# What you will do
Give the entries again, precisely as they were written.

[Records]

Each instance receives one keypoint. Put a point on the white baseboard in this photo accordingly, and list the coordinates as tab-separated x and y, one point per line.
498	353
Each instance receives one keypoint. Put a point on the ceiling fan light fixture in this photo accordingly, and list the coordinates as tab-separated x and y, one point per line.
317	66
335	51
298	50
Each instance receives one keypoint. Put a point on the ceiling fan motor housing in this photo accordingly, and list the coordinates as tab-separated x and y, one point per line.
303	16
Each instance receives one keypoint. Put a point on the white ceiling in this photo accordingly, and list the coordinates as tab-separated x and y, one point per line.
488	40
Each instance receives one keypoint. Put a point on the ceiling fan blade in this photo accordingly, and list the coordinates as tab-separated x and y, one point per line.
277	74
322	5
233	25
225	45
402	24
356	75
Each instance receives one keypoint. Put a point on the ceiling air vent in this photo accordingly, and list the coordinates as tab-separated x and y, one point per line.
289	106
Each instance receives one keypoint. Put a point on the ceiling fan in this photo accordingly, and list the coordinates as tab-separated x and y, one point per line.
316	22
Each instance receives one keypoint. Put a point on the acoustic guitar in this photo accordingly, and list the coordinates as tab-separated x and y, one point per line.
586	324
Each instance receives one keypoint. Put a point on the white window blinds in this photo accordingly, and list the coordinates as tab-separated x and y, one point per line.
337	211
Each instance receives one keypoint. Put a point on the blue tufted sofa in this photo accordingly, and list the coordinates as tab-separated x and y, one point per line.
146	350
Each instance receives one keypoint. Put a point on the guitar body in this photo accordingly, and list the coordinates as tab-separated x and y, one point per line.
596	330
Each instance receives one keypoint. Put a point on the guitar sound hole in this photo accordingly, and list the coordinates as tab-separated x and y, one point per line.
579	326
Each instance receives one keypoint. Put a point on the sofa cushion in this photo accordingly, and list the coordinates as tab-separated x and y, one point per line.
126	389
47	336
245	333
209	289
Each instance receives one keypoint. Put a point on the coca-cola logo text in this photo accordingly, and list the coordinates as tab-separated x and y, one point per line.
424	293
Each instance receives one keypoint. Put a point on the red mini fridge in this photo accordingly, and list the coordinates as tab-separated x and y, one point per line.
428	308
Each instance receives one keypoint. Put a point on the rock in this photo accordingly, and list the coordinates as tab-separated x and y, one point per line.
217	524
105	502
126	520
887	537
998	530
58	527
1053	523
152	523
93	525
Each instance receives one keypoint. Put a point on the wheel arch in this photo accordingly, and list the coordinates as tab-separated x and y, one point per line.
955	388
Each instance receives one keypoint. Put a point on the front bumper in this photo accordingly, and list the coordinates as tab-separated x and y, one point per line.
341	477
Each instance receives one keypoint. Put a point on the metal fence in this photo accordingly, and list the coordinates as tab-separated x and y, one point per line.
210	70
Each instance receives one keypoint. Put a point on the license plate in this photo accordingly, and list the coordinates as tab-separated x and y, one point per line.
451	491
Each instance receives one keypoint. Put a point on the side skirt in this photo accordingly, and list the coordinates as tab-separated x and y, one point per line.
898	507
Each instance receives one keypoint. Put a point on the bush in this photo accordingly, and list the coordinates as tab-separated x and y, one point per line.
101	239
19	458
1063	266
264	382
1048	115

[/Records]

# Task solution
Each instance receives one keypoint. Put a point on the white baseboard in this photo accordingly, and list the coordinates as tab-separated x and y, one point per line.
498	353
Each instance receives one keypoint. Put a point on the ceiling fan light fixture in this photo accordingly, and list the coordinates as tab-separated x and y, one point per line.
317	66
335	51
298	50
Each instance receives one keypoint. Put a point on the ceiling fan motor housing in this photo accordingly, and list the coordinates as tab-separated x and y, one point per line.
303	16
Each instance receives one keypoint. Put a point on the white ceiling in this photo accordingly, and list the coordinates as tab-separated x and y, one point per line.
488	40
Each instance receives one keypoint. Put a point on the ceiling fan blade in this photo accordingly, and list the coordinates as tab-separated x and y, one point per line.
277	74
322	5
233	25
225	45
402	24
356	75
Each instance receives one keypoint. Put a point on the ceiling air vent in this photo accordingly, and list the coordinates as tab-separated x and y, one point per line.
289	106
Each instance receives one keypoint. Put a point on the ceiling fan in this photo accordingly, and list the coordinates as tab-separated x and y, one point per line.
316	22
Each instance receives one keypoint. Put a point on the acoustic guitar in this photo accordingly, and list the coordinates as tab-separated x and y, one point per line.
586	324
Each instance receives one keypoint. Put a point on the white window blinds in this photo accordingly, and list the coordinates as tab-separated x and y, one point per line.
337	211
Each instance receives one keypoint. Put a point on the blue tufted sofa in this photo accordingly, and list the coordinates as tab-separated x and y, one point per line.
146	350
Each instance receives one keypoint. Put a point on the guitar body in this photo accordingly, and list the coordinates as tab-separated x and y, one point per line.
596	330
Each instance receives one keypoint. Put a point on the guitar sound hole in this photo accordingly, and list the coordinates as tab-separated x and y, one point per line.
579	326
Each instance receives one keypoint. Put a point on the sofa cushion in this photo accordingly, and list the coordinates as tab-separated x and y, one point per line.
126	389
47	336
245	333
209	289
Each instance receives one keypoint. Put a point on the coca-cola logo text in this photo accordingly, and list the coordinates as tab-separated x and y, one point per line.
424	293
Each instance receives one keypoint. Put a point on the red mini fridge in this photo accordingly, and list the coordinates as tab-separated x and y, one point per line.
428	308
Each instance receives one keypoint. Put a point on the rock in this photo accordingly, and list the coordinates as tab-separated x and y, one point per line.
217	524
105	502
126	520
887	537
998	530
58	527
1053	523
152	523
93	525
Each instance receives one keypoint. Put a point on the wheel arch in this photo accordingly, and list the coordinates as tab-separated x and y, one point per line.
955	388
Each instance receives one keypoint. Put a point on the front bumper in this photo accordingly, and list the coordinates as tab-separated x and y, one point per line.
341	477
Each instance receives one keypoint. Put a point on the metal fence in this photo accordingly, and list the coordinates as tab-separated x and y, one point per line.
210	70
Each instance receives one keypoint. Put a point on the license plate in this photo accordingly, and list the coordinates as tab-separated x and y, one point per line.
451	491
Each instance receives one keypoint. Put a point on the side skirt in this photo accordingly, and list the coordinates as tab-separated x and y, one point per line.
898	507
Each instance receives one keypoint. Put a point on the bush in this photo accordingly, and list the coordinates as tab-separated x and y, one point per line.
101	239
19	458
1063	266
264	382
1048	115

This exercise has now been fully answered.